## PROBLEM STATEMENT
Lay out every line of the records below as a Markdown table with two columns, Row and Line. Number the rows in order, and leave out any blank lines.

## RECORDS SHOWN

[start]

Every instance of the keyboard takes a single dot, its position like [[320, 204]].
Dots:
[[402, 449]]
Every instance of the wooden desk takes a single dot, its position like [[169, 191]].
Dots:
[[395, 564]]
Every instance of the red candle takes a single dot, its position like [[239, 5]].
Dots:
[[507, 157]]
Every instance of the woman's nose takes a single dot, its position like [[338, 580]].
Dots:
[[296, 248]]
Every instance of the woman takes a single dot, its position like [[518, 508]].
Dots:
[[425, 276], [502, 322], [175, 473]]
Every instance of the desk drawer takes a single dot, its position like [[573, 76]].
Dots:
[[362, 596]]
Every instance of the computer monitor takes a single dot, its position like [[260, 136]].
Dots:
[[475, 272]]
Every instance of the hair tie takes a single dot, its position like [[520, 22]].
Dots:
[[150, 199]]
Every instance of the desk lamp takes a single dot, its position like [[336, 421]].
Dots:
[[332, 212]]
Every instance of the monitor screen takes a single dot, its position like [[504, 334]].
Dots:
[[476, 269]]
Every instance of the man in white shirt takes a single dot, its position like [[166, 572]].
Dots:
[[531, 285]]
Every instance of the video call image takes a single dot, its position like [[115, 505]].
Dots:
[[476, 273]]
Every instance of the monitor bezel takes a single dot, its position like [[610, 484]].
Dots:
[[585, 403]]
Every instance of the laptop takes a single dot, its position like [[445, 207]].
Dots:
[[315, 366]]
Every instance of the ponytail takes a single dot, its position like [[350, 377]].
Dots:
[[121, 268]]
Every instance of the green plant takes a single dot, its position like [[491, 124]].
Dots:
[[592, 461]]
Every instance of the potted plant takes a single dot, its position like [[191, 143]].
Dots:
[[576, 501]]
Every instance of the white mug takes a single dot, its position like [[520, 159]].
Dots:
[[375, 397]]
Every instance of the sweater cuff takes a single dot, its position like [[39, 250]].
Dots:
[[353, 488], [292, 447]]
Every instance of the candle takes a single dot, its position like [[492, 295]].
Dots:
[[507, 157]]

[end]

## EXERCISE RESPONSE
| Row | Line |
|---|---|
| 1 | Every instance of the keyboard takes a single dot, its position like [[320, 204]]. |
| 2 | Dots: |
| 3 | [[402, 449]] |
| 4 | Every instance of the wooden desk takes a single dot, its position like [[169, 191]]. |
| 5 | Dots: |
| 6 | [[395, 564]] |
| 7 | Every instance of the red candle takes a single dot, its position like [[239, 5]]. |
| 8 | Dots: |
| 9 | [[507, 157]] |
| 10 | Every instance of the woman's nose takes a single dot, its position like [[338, 580]]. |
| 11 | Dots: |
| 12 | [[296, 248]] |
| 13 | Every instance of the woman takes a single dot, its position like [[518, 508]]. |
| 14 | Dots: |
| 15 | [[425, 276], [502, 322], [175, 473]] |
| 16 | Every instance of the desk drawer takes a single dot, its position like [[573, 76]]. |
| 17 | Dots: |
| 18 | [[362, 596]] |
| 19 | Every instance of the computer monitor takes a single dot, its position like [[260, 136]]. |
| 20 | Dots: |
| 21 | [[475, 272]] |
| 22 | Every instance of the hair tie takes a single dot, its position like [[520, 22]]. |
| 23 | Dots: |
| 24 | [[150, 199]] |
| 25 | Every instance of the desk lamp takes a single dot, its position like [[336, 421]]. |
| 26 | Dots: |
| 27 | [[332, 212]] |
| 28 | Every instance of the monitor screen takes a single dot, its position like [[504, 334]]. |
| 29 | Dots: |
| 30 | [[476, 269]] |
| 31 | Every instance of the man in white shirt takes a single dot, its position like [[166, 572]]. |
| 32 | Dots: |
| 33 | [[531, 285]] |
| 34 | Every instance of the video call image takes a single dot, its position like [[115, 505]]. |
| 35 | Dots: |
| 36 | [[476, 273]] |
| 37 | Every instance of the monitor bezel takes a single dot, its position like [[610, 484]]. |
| 38 | Dots: |
| 39 | [[585, 403]] |
| 40 | Every instance of the laptop takes a single dot, its position like [[445, 207]]. |
| 41 | Dots: |
| 42 | [[315, 366]] |
| 43 | Every instance of the ponytail takes a single dot, its position like [[350, 377]]. |
| 44 | Dots: |
| 45 | [[121, 268]] |
| 46 | Every instance of the green plant takes a single dot, its position like [[491, 124]]. |
| 47 | Dots: |
| 48 | [[592, 461]] |
| 49 | Every instance of the potted plant takes a single dot, its position like [[191, 143]]. |
| 50 | Dots: |
| 51 | [[576, 501]] |
| 52 | Every instance of the white mug takes a single dot, its position like [[520, 159]]. |
| 53 | Dots: |
| 54 | [[375, 397]] |
| 55 | Every instance of the sweater cuff takes a single dot, its position like [[39, 250]]. |
| 56 | Dots: |
| 57 | [[353, 488], [292, 447]] |
| 58 | Every instance of the candle takes a single dot, its position like [[492, 295]]. |
| 59 | Dots: |
| 60 | [[507, 157]] |